:: Entries supplied ::

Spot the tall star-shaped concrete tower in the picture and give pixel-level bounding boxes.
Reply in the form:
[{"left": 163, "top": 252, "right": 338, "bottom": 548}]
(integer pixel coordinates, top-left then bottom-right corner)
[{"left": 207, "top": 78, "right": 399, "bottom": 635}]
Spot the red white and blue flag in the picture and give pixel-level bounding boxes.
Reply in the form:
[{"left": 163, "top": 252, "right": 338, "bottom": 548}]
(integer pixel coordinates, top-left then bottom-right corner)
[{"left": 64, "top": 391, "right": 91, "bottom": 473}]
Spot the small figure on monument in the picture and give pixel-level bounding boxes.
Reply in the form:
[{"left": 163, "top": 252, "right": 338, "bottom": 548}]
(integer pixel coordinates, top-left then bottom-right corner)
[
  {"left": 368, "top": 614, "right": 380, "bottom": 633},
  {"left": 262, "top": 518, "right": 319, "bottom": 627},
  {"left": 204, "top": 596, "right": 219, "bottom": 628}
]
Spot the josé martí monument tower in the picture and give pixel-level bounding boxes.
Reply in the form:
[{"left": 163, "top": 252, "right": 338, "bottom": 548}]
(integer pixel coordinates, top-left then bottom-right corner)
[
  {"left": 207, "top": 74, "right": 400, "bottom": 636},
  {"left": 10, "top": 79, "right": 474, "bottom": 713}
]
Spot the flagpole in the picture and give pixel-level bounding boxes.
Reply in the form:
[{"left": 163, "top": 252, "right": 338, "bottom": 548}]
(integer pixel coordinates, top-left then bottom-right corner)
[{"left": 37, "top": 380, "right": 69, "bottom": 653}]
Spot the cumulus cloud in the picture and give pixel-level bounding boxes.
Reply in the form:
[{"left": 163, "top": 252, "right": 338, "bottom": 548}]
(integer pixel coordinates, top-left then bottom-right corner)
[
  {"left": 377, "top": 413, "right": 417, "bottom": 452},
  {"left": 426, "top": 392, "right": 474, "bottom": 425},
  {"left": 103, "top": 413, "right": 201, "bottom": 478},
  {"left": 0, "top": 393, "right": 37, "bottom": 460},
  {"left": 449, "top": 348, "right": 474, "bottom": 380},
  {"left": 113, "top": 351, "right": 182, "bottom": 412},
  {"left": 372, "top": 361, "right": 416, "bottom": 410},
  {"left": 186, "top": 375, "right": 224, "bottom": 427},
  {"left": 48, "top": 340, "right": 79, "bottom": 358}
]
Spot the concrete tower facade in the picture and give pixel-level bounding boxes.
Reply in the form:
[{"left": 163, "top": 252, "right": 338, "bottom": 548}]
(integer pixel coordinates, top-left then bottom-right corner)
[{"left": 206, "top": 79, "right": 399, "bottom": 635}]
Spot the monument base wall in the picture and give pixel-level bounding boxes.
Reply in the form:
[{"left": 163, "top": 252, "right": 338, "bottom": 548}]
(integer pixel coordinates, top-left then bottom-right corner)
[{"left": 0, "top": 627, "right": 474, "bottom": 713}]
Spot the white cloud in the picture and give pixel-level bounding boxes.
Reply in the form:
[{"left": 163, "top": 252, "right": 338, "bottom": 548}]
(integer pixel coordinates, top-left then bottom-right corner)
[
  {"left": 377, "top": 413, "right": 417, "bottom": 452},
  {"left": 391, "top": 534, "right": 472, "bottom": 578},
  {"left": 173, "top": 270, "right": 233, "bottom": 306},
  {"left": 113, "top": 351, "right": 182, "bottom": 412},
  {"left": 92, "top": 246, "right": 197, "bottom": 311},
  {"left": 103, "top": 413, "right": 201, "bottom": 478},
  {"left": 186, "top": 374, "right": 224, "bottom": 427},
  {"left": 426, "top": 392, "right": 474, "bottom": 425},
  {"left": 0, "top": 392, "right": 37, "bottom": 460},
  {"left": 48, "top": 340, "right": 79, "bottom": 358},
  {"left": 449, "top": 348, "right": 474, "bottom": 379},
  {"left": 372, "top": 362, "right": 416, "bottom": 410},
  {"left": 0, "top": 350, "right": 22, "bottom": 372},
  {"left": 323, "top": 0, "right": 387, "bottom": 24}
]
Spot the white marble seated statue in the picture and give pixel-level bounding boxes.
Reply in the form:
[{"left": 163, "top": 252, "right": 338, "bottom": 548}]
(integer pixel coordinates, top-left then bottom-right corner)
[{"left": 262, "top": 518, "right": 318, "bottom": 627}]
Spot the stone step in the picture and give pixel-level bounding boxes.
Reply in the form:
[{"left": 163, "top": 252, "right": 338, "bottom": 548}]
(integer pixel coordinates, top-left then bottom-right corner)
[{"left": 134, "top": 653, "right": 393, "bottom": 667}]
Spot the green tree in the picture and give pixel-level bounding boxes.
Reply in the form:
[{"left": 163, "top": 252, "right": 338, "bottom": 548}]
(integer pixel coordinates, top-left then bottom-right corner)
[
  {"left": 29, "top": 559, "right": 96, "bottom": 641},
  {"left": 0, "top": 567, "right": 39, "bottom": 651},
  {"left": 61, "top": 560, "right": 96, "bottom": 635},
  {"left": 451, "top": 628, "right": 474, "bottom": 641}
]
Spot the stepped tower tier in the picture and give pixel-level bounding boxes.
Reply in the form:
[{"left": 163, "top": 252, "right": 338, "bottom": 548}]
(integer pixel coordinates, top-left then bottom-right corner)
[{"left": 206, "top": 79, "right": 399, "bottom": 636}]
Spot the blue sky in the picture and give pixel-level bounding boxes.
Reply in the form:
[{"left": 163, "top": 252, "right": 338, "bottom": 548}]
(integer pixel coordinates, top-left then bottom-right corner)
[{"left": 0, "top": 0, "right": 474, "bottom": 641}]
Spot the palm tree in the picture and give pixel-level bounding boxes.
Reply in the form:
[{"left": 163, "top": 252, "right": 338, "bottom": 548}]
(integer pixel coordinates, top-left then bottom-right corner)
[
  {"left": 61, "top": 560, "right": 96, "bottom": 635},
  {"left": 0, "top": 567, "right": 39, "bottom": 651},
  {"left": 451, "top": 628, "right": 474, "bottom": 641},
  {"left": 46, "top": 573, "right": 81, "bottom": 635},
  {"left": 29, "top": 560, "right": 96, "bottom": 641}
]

:::

Required work: Swap every "Reply in the form" in the data above for "Use this format", and reproduce the rest of the data unchanged.

Correct response:
Spot the tall star-shaped concrete tower in the picture and give pixel-level bounding boxes.
Use this format:
[{"left": 163, "top": 252, "right": 338, "bottom": 548}]
(integer pixel coordinates, top-left then bottom-right corner)
[{"left": 207, "top": 78, "right": 399, "bottom": 635}]
Spot the red white and blue flag in the picture and give pixel-level bounding boxes.
Use this format:
[{"left": 163, "top": 252, "right": 338, "bottom": 548}]
(integer pixel coordinates, top-left then bottom-right corner)
[{"left": 64, "top": 391, "right": 91, "bottom": 473}]
Spot the small figure on monument in the picture and give pixel-level bounding boxes.
Use this format:
[{"left": 163, "top": 252, "right": 338, "bottom": 548}]
(integer pixel coordinates, top-left then bottom-right corner)
[
  {"left": 368, "top": 614, "right": 380, "bottom": 633},
  {"left": 262, "top": 518, "right": 319, "bottom": 627},
  {"left": 204, "top": 596, "right": 219, "bottom": 628}
]
Spot the josé martí monument tower in the picture and give pixel-level bounding boxes.
Use this format:
[{"left": 163, "top": 252, "right": 338, "bottom": 548}]
(integer pixel coordinates, top-left then bottom-right corner)
[
  {"left": 207, "top": 74, "right": 400, "bottom": 636},
  {"left": 10, "top": 79, "right": 474, "bottom": 713}
]
Spot the flagpole in the picture and give pixel-level bounding boxes.
Use this format:
[{"left": 163, "top": 252, "right": 338, "bottom": 548}]
(integer pixel coordinates, top-left then bottom-right corner)
[{"left": 37, "top": 380, "right": 69, "bottom": 653}]
Spot the cumulus cloud in the picture and give pixel-level bounding boxes.
Use this format:
[{"left": 163, "top": 252, "right": 338, "bottom": 548}]
(integer pixel coordinates, top-left then bottom-right corner)
[
  {"left": 377, "top": 413, "right": 417, "bottom": 452},
  {"left": 426, "top": 392, "right": 474, "bottom": 425},
  {"left": 103, "top": 413, "right": 201, "bottom": 478},
  {"left": 0, "top": 393, "right": 37, "bottom": 460},
  {"left": 449, "top": 348, "right": 474, "bottom": 380},
  {"left": 113, "top": 351, "right": 182, "bottom": 412},
  {"left": 372, "top": 361, "right": 416, "bottom": 410},
  {"left": 186, "top": 375, "right": 224, "bottom": 427},
  {"left": 48, "top": 340, "right": 79, "bottom": 358}
]
Spot the concrete tower facade in the picture and give pixel-level bounding boxes.
Use this format:
[{"left": 163, "top": 252, "right": 338, "bottom": 548}]
(integer pixel coordinates, top-left then bottom-right corner)
[{"left": 206, "top": 79, "right": 399, "bottom": 635}]
Spot the monument base wall in the picture and give pixel-level bounding boxes.
Use this format:
[{"left": 163, "top": 252, "right": 338, "bottom": 548}]
(integer pixel coordinates, top-left then bottom-right corner)
[{"left": 0, "top": 627, "right": 474, "bottom": 713}]
Spot the white cloud in the picture and give pixel-level bounding boxes.
Use this format:
[{"left": 163, "top": 252, "right": 338, "bottom": 548}]
(integer pixel coordinates, top-left then bottom-right corner)
[
  {"left": 377, "top": 413, "right": 417, "bottom": 452},
  {"left": 391, "top": 534, "right": 472, "bottom": 578},
  {"left": 173, "top": 270, "right": 233, "bottom": 306},
  {"left": 113, "top": 351, "right": 182, "bottom": 412},
  {"left": 92, "top": 246, "right": 197, "bottom": 311},
  {"left": 103, "top": 413, "right": 201, "bottom": 478},
  {"left": 186, "top": 374, "right": 224, "bottom": 427},
  {"left": 426, "top": 392, "right": 474, "bottom": 425},
  {"left": 0, "top": 392, "right": 37, "bottom": 460},
  {"left": 48, "top": 340, "right": 79, "bottom": 358},
  {"left": 449, "top": 348, "right": 474, "bottom": 379},
  {"left": 372, "top": 362, "right": 416, "bottom": 410},
  {"left": 0, "top": 350, "right": 22, "bottom": 372},
  {"left": 323, "top": 0, "right": 387, "bottom": 24}
]
Spot the white marble seated statue in the picture and give pixel-level bounding boxes.
Use this format:
[{"left": 163, "top": 252, "right": 338, "bottom": 548}]
(integer pixel coordinates, top-left then bottom-right corner)
[{"left": 262, "top": 518, "right": 318, "bottom": 627}]
Spot the stone step in the picture and give pixel-level bounding boxes.
Use this format:
[{"left": 163, "top": 252, "right": 338, "bottom": 548}]
(integer pixel coordinates, top-left then bottom-right corner)
[{"left": 134, "top": 653, "right": 393, "bottom": 667}]
Spot the green tree in the picture and give pixel-level bounding boxes.
Use this format:
[{"left": 163, "top": 252, "right": 338, "bottom": 548}]
(integer pixel coordinates, top-left then bottom-right corner)
[
  {"left": 29, "top": 559, "right": 96, "bottom": 641},
  {"left": 0, "top": 567, "right": 39, "bottom": 651},
  {"left": 61, "top": 560, "right": 96, "bottom": 635},
  {"left": 451, "top": 628, "right": 474, "bottom": 641}
]
Spot the stepped tower tier in the picture and give pixel-level bounding boxes.
Use this format:
[{"left": 163, "top": 252, "right": 338, "bottom": 548}]
(integer pixel coordinates, top-left then bottom-right corner)
[{"left": 206, "top": 79, "right": 399, "bottom": 636}]
Spot the blue sky in the picture and give pixel-level bounding boxes.
Use this format:
[{"left": 163, "top": 252, "right": 338, "bottom": 548}]
(integer pixel coordinates, top-left then bottom-right corner)
[{"left": 0, "top": 0, "right": 474, "bottom": 641}]
Spot the palm tree in the picture and give pixel-level bounding boxes.
Use this format:
[{"left": 163, "top": 252, "right": 338, "bottom": 548}]
(integer pixel coordinates, top-left then bottom-right corner)
[
  {"left": 61, "top": 560, "right": 96, "bottom": 635},
  {"left": 0, "top": 567, "right": 39, "bottom": 651},
  {"left": 451, "top": 628, "right": 474, "bottom": 641},
  {"left": 46, "top": 573, "right": 81, "bottom": 635},
  {"left": 29, "top": 560, "right": 96, "bottom": 641}
]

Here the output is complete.